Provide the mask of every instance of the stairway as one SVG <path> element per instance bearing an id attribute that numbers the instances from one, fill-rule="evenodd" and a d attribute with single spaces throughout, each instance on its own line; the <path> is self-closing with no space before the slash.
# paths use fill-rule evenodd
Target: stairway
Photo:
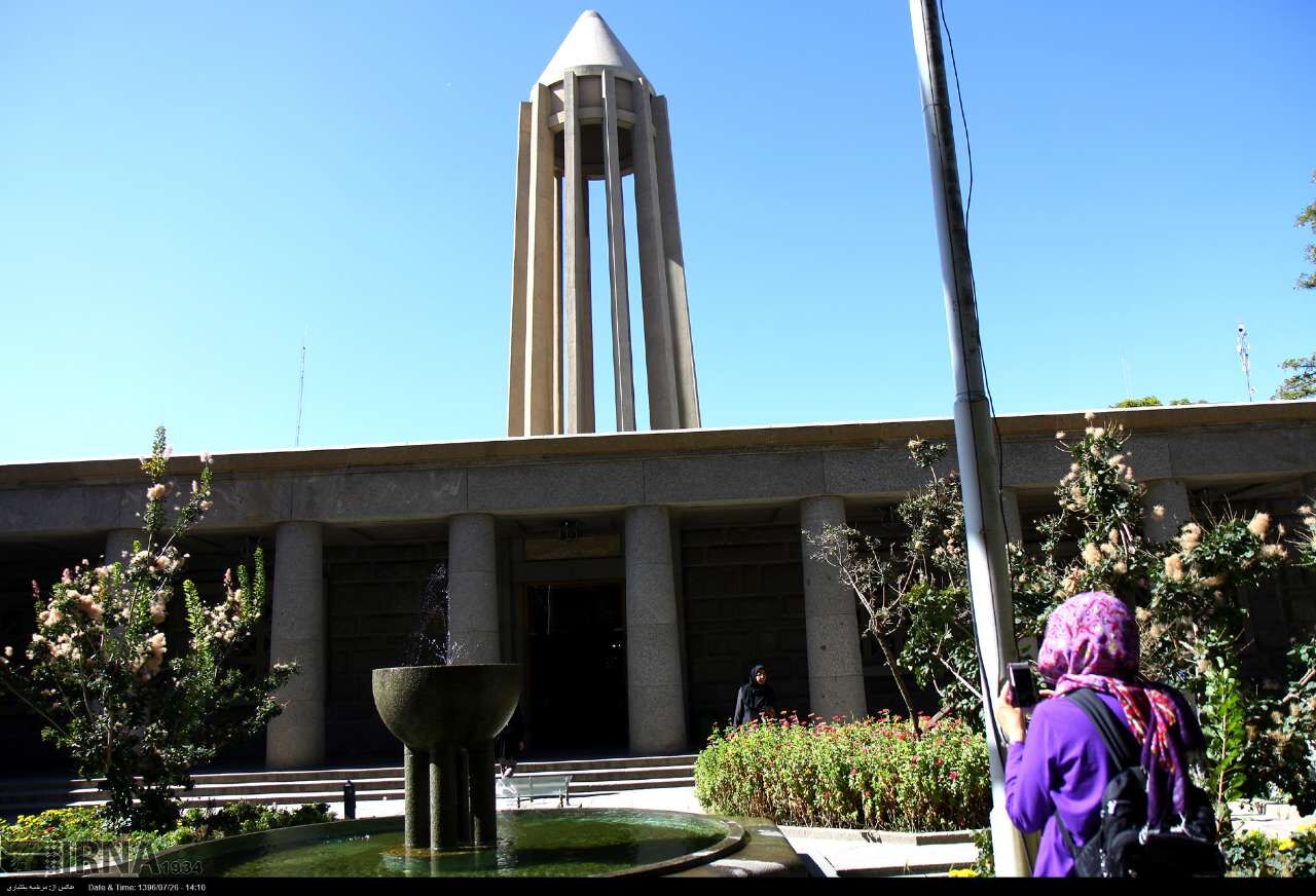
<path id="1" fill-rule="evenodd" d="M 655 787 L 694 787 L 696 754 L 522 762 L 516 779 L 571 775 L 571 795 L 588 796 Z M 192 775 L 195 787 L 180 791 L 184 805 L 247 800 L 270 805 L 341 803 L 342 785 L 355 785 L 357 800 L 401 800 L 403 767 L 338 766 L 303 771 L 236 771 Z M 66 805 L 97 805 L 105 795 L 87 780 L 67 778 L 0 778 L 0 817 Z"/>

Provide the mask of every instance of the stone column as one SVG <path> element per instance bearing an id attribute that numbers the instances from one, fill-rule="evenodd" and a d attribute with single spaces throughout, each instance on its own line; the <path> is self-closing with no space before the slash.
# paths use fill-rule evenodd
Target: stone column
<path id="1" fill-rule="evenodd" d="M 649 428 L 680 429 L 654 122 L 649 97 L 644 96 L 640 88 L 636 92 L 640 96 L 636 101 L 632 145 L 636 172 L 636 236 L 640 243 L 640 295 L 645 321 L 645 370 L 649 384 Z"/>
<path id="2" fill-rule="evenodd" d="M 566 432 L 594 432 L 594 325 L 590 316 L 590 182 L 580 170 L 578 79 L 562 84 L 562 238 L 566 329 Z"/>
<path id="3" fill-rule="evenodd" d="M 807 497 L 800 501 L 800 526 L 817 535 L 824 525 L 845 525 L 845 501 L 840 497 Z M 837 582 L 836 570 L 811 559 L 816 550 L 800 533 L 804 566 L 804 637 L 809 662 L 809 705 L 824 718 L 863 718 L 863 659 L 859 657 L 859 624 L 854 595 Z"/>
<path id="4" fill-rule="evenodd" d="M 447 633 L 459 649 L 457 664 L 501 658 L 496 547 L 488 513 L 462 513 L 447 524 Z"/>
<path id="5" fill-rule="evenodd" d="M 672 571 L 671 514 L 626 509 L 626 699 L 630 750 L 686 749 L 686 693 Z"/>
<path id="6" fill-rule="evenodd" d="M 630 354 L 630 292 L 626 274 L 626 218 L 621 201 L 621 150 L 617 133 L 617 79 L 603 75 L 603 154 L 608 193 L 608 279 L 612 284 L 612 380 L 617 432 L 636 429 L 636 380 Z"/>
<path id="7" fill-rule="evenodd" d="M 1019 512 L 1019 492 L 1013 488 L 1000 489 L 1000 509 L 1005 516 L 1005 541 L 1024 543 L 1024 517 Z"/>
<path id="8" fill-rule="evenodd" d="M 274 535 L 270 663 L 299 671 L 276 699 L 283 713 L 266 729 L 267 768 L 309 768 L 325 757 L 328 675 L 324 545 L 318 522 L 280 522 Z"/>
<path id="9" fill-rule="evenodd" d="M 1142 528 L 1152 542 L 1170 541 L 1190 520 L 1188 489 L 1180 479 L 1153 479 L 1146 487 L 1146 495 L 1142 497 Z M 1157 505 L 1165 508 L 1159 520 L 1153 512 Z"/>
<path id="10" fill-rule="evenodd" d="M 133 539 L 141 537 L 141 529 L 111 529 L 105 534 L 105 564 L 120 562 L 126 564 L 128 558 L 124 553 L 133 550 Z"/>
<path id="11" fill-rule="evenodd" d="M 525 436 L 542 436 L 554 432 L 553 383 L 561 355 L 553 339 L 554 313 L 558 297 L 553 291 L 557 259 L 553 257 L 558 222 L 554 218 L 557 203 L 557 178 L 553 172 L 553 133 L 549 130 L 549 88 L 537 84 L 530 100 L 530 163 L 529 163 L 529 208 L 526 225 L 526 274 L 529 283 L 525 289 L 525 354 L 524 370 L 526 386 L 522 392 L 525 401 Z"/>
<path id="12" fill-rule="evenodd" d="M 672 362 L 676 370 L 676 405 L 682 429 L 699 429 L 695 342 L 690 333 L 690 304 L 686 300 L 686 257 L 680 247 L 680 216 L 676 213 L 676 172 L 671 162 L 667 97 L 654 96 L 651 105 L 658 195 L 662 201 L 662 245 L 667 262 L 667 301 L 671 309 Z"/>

━━━━━━━━━━━━━━━━

Directions for this task → Return all of the rows above verbatim, with the pictures left out.

Response to this exercise →
Provide the mask of every instance of the stairway as one SVG <path> element per instance bearing an id attribute that numbers the instances from one, fill-rule="evenodd" and a d attribute with single spaces throughout, each instance on its own line; the <path> is self-closing with no space before the slash.
# paths use fill-rule evenodd
Target: stairway
Photo:
<path id="1" fill-rule="evenodd" d="M 655 787 L 694 787 L 696 754 L 522 762 L 516 779 L 571 775 L 571 795 L 588 796 Z M 192 775 L 195 787 L 180 791 L 184 805 L 247 800 L 270 805 L 341 803 L 342 785 L 355 785 L 357 800 L 401 800 L 403 767 L 338 766 L 303 771 L 236 771 Z M 66 805 L 97 805 L 105 795 L 87 780 L 67 778 L 0 778 L 0 817 Z"/>

Provide the mask of every instance of the stone column as one SVG <path> element per instance bearing an id attribute that numbers the instances from one, fill-rule="evenodd" and a d attribute with single spaces throughout, each instance on its own line; the <path> is self-closing with no space before the slash.
# paths use fill-rule evenodd
Target: stone column
<path id="1" fill-rule="evenodd" d="M 649 428 L 680 429 L 654 122 L 649 97 L 644 96 L 640 88 L 636 92 L 640 96 L 636 101 L 632 145 L 636 172 L 636 236 L 640 243 L 640 295 L 645 321 L 645 370 L 649 384 Z"/>
<path id="2" fill-rule="evenodd" d="M 566 432 L 594 432 L 594 325 L 590 316 L 590 182 L 580 170 L 578 79 L 562 84 L 562 238 L 566 329 Z"/>
<path id="3" fill-rule="evenodd" d="M 807 497 L 800 501 L 800 526 L 817 535 L 824 525 L 845 525 L 845 501 L 840 497 Z M 837 582 L 836 570 L 811 559 L 816 550 L 800 533 L 804 566 L 804 637 L 809 662 L 809 705 L 824 718 L 863 718 L 863 659 L 859 657 L 859 624 L 854 595 Z"/>
<path id="4" fill-rule="evenodd" d="M 447 633 L 459 649 L 457 664 L 501 658 L 496 547 L 488 513 L 462 513 L 447 524 Z"/>
<path id="5" fill-rule="evenodd" d="M 672 571 L 671 514 L 626 509 L 626 699 L 630 750 L 686 749 L 686 693 Z"/>
<path id="6" fill-rule="evenodd" d="M 630 354 L 630 292 L 626 274 L 626 218 L 621 201 L 621 150 L 617 133 L 617 79 L 603 75 L 603 154 L 608 193 L 608 279 L 612 284 L 612 380 L 617 432 L 636 429 L 636 380 Z"/>
<path id="7" fill-rule="evenodd" d="M 1019 512 L 1019 492 L 1013 488 L 1000 489 L 1000 509 L 1005 516 L 1005 541 L 1024 543 L 1024 517 Z"/>
<path id="8" fill-rule="evenodd" d="M 274 535 L 270 663 L 299 671 L 276 699 L 283 713 L 266 729 L 267 768 L 309 768 L 325 757 L 328 675 L 324 545 L 318 522 L 280 522 Z"/>
<path id="9" fill-rule="evenodd" d="M 1142 528 L 1152 542 L 1170 541 L 1190 520 L 1188 489 L 1180 479 L 1153 479 L 1146 487 L 1146 495 L 1142 497 Z M 1157 505 L 1165 508 L 1159 520 L 1153 512 Z"/>
<path id="10" fill-rule="evenodd" d="M 133 539 L 141 537 L 141 529 L 111 529 L 105 534 L 105 564 L 120 562 L 126 564 L 128 558 L 124 553 L 133 550 Z"/>
<path id="11" fill-rule="evenodd" d="M 525 436 L 542 436 L 554 432 L 553 383 L 561 355 L 553 339 L 554 313 L 558 297 L 553 291 L 557 259 L 553 257 L 558 222 L 554 218 L 557 203 L 557 178 L 553 172 L 553 133 L 549 130 L 549 88 L 537 84 L 530 100 L 530 163 L 529 163 L 529 208 L 526 225 L 526 274 L 529 283 L 525 289 L 525 354 L 524 370 L 526 386 L 522 392 L 525 401 Z"/>
<path id="12" fill-rule="evenodd" d="M 672 362 L 676 370 L 676 405 L 682 429 L 699 429 L 695 342 L 690 333 L 690 304 L 686 300 L 686 257 L 680 247 L 680 216 L 676 213 L 676 172 L 671 162 L 667 97 L 654 96 L 651 105 L 658 195 L 662 201 L 662 245 L 667 262 L 667 301 L 671 309 Z"/>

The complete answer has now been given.